Stored records:
• • • • • • •

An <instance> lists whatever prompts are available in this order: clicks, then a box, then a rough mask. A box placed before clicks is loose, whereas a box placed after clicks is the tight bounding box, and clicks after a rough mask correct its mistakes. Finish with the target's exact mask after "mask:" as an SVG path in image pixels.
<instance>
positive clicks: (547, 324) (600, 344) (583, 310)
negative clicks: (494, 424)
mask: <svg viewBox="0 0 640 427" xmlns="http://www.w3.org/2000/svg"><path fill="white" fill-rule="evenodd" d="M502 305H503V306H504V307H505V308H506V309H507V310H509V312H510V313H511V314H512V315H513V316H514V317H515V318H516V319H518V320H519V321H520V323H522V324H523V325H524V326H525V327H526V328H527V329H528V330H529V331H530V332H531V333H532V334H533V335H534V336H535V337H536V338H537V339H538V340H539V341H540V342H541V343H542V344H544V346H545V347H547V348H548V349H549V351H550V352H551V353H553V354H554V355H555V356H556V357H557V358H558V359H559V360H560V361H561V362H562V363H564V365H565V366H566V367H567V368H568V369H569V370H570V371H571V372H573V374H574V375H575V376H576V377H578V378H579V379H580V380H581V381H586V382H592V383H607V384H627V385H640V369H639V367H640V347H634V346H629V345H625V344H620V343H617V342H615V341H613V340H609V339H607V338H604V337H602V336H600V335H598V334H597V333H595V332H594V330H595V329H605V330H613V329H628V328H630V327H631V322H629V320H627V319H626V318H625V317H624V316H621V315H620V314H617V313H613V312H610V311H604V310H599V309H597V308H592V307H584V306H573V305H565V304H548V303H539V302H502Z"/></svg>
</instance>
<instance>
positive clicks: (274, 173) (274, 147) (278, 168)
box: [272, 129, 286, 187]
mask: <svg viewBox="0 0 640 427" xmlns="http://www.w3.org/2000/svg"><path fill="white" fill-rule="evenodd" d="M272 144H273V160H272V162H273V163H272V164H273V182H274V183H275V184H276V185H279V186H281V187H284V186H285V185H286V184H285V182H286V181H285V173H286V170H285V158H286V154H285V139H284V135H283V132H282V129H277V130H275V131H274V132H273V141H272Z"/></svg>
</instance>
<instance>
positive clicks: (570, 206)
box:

• • • • • • •

■ What to work on:
Convert every one of the rows above into a numbered list, omitting any blank lines.

■ Task result:
1. An <instance> lists whatever prompts are available in this order: clicks, then a box, then a rough mask. A box placed before clicks is loose, whereas a box placed after clicks is the tight bounding box, and clicks after a rough mask correct its mistakes. Finish with the target's exact mask after "mask:" as an SVG path in image pixels.
2. <instance>
3. positive clicks: (547, 324) (600, 344) (583, 310)
4. negative clicks: (494, 424)
5. mask: <svg viewBox="0 0 640 427" xmlns="http://www.w3.org/2000/svg"><path fill="white" fill-rule="evenodd" d="M502 305H503V306H504V307H505V308H506V309H507V310H509V312H510V313H511V314H512V315H513V316H514V317H515V318H516V319H518V320H519V321H520V323H522V324H523V325H524V326H525V327H526V328H527V329H528V330H529V331H530V332H531V333H532V334H533V335H534V336H535V337H536V338H537V339H538V340H539V341H540V342H541V343H542V344H544V346H545V347H547V348H548V349H549V351H550V352H551V353H553V354H554V355H555V356H556V357H557V358H558V359H559V360H560V361H561V362H562V363H564V365H565V366H566V367H567V368H568V369H569V370H570V371H571V372H573V374H574V375H575V376H576V377H578V378H579V379H580V380H581V381H586V382H592V383H607V384H627V385H640V369H639V367H640V347H634V346H629V345H625V344H620V343H617V342H615V341H613V340H609V339H607V338H604V337H602V336H600V335H598V334H597V333H595V332H594V330H595V329H605V330H613V329H628V328H630V327H631V322H629V320H627V319H626V318H625V317H624V316H621V315H620V314H617V313H613V312H610V311H604V310H599V309H597V308H592V307H584V306H573V305H565V304H548V303H539V302H502Z"/></svg>
6. </instance>
7. <instance>
8. positive clicks: (274, 173) (274, 147) (278, 168)
9. box: [272, 129, 286, 187]
10. mask: <svg viewBox="0 0 640 427" xmlns="http://www.w3.org/2000/svg"><path fill="white" fill-rule="evenodd" d="M272 144H273V160H272V162H273V163H272V164H273V182H274V183H275V184H276V185H279V186H281V187H284V186H285V185H286V184H285V182H286V181H285V173H286V170H285V158H286V154H285V139H284V135H283V132H282V129H277V130H275V131H274V132H273V141H272Z"/></svg>
11. </instance>
12. <instance>
13. positive clicks: (570, 206)
14. box:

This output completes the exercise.